**Requirement**. Pick out every line of the records below that contains the string "jacket". Case counts.

Image entries for named regions

▽

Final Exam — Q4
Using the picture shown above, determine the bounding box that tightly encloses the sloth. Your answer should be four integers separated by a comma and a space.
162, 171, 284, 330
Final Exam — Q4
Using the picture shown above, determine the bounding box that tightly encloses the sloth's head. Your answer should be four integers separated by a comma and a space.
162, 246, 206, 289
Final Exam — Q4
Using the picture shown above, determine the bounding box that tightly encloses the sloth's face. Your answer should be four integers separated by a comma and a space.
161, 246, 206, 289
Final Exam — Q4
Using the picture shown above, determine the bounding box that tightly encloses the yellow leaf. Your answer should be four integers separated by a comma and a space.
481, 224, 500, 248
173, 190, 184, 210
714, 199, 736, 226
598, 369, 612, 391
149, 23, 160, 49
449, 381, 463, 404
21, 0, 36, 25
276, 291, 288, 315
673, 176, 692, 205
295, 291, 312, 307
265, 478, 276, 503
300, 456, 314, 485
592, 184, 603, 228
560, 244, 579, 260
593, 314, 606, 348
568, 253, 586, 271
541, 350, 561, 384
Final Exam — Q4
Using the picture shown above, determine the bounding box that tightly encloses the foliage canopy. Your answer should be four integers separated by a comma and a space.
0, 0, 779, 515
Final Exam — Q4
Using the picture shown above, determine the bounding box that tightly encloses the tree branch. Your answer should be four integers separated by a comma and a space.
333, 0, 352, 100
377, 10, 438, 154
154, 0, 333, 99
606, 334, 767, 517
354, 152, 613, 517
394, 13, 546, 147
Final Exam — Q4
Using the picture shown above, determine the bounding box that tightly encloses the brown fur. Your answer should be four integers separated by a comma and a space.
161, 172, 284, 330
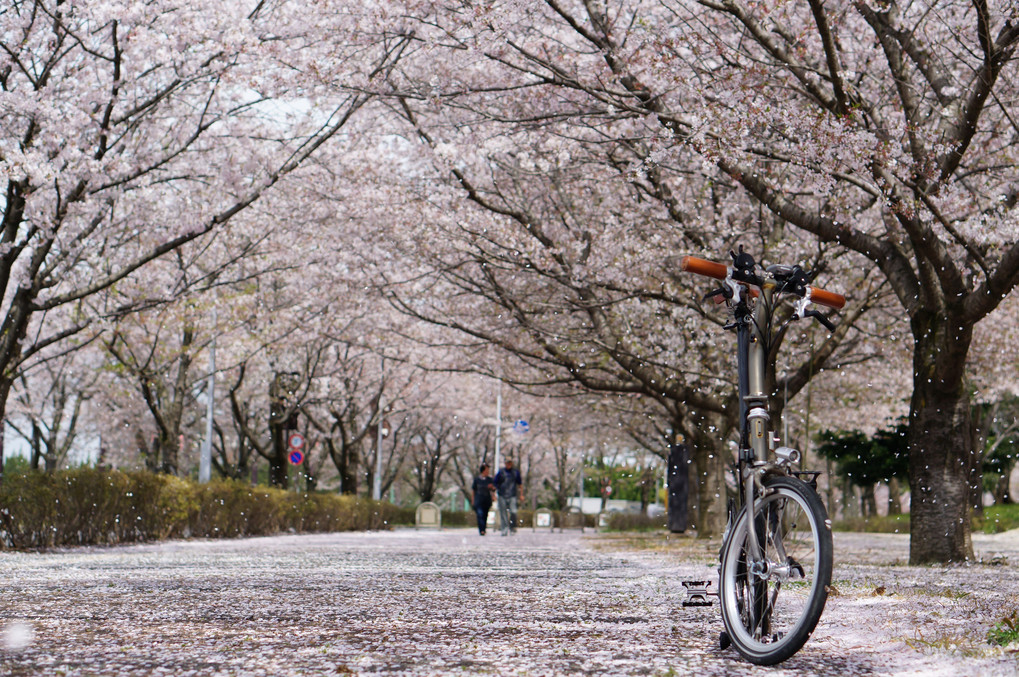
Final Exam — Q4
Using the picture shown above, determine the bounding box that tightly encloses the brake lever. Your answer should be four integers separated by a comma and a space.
701, 287, 733, 303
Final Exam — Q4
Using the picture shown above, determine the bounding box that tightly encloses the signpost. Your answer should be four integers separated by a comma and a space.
286, 430, 305, 465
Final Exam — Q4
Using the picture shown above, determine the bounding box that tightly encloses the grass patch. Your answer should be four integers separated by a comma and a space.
987, 611, 1019, 646
973, 504, 1019, 533
832, 504, 1019, 533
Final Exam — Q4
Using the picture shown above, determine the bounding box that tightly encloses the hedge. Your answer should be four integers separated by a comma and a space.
0, 468, 414, 550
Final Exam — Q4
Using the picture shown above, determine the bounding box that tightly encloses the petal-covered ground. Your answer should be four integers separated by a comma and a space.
0, 529, 1019, 677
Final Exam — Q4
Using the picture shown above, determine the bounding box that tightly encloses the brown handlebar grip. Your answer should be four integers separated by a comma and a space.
807, 287, 846, 310
680, 256, 729, 279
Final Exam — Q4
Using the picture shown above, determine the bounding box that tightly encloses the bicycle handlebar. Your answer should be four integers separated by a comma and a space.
806, 287, 846, 310
680, 256, 846, 310
680, 256, 729, 279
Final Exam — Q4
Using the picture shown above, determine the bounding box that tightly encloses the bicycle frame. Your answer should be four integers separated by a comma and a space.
680, 247, 846, 665
734, 277, 774, 561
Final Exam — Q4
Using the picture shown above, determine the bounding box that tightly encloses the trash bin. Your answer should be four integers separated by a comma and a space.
667, 444, 690, 533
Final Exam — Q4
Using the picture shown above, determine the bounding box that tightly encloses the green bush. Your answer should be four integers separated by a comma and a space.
832, 513, 909, 533
0, 468, 414, 549
608, 513, 668, 531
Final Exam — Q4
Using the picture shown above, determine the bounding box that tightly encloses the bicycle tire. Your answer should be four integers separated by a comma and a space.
718, 476, 833, 665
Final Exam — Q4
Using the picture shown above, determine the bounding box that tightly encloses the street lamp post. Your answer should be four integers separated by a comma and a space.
198, 308, 216, 482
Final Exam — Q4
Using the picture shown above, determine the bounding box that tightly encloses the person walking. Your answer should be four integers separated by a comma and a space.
495, 459, 524, 536
471, 463, 495, 535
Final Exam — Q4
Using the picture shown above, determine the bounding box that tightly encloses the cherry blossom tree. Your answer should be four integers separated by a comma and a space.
0, 0, 406, 481
370, 0, 1019, 563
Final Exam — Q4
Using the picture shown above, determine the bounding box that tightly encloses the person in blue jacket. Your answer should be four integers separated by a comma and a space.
495, 459, 524, 536
471, 463, 495, 535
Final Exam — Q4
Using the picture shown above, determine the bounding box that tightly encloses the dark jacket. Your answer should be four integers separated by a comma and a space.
471, 475, 495, 507
495, 468, 524, 499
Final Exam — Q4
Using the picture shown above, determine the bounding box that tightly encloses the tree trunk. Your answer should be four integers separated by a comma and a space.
889, 477, 902, 515
909, 314, 975, 565
860, 484, 877, 517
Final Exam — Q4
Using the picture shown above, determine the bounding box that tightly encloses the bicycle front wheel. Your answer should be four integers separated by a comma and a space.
718, 477, 832, 665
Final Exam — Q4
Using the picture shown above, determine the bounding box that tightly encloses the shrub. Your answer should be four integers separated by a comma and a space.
608, 513, 668, 531
0, 468, 414, 549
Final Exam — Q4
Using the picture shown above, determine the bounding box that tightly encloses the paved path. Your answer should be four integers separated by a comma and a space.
0, 530, 1019, 677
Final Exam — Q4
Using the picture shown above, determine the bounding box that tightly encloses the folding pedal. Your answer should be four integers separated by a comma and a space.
683, 580, 718, 607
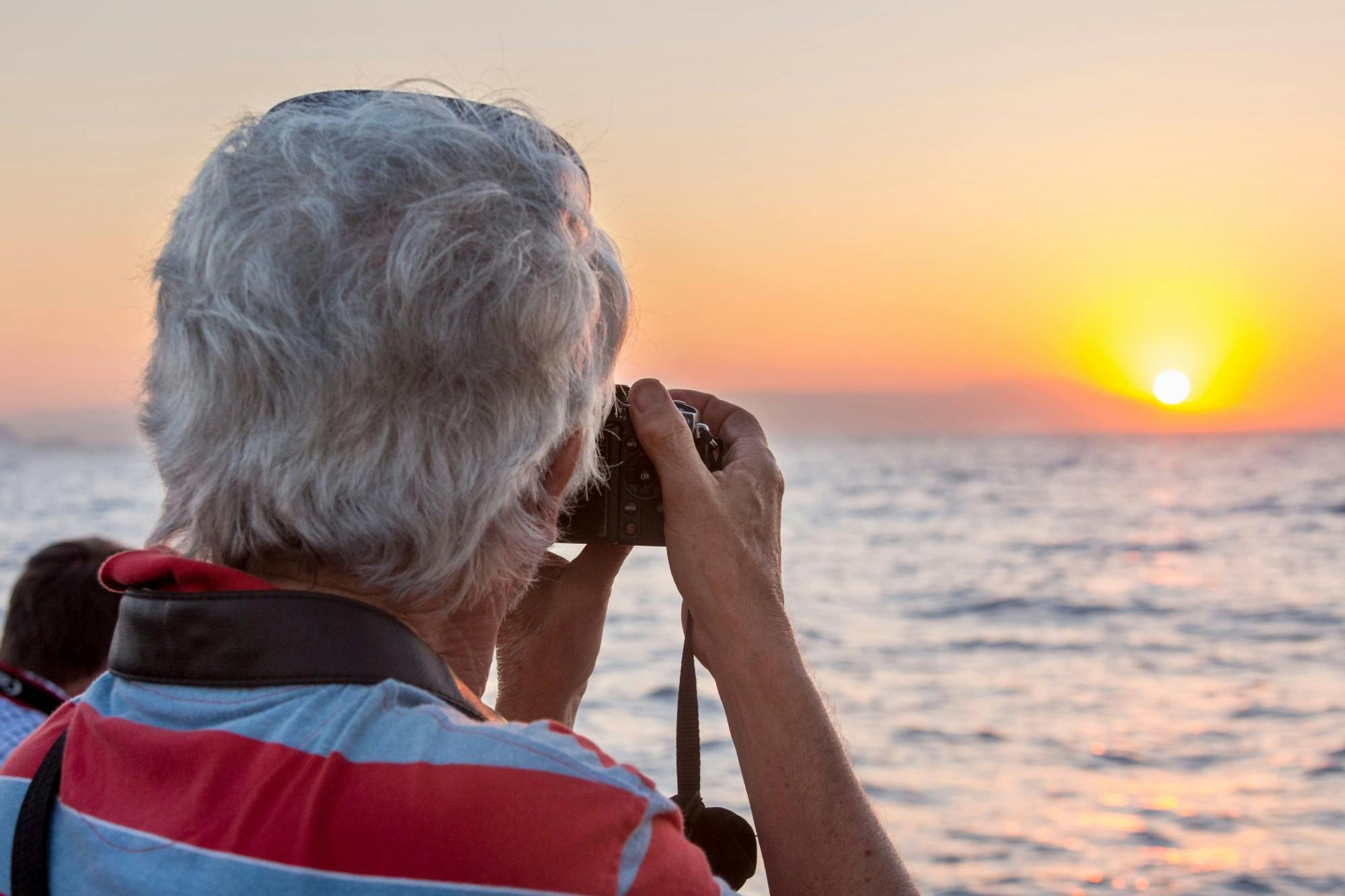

△

**Complete answer**.
Using the picture shown above, determine the bounding box that tightly encloses the person in blue jacket. Your answer should be four integers separated by a comma and a space.
Using the picture shown above, determine the bounding box that tightly encloses the dark jacket. Your answer should be four integers separated by a comma and a space.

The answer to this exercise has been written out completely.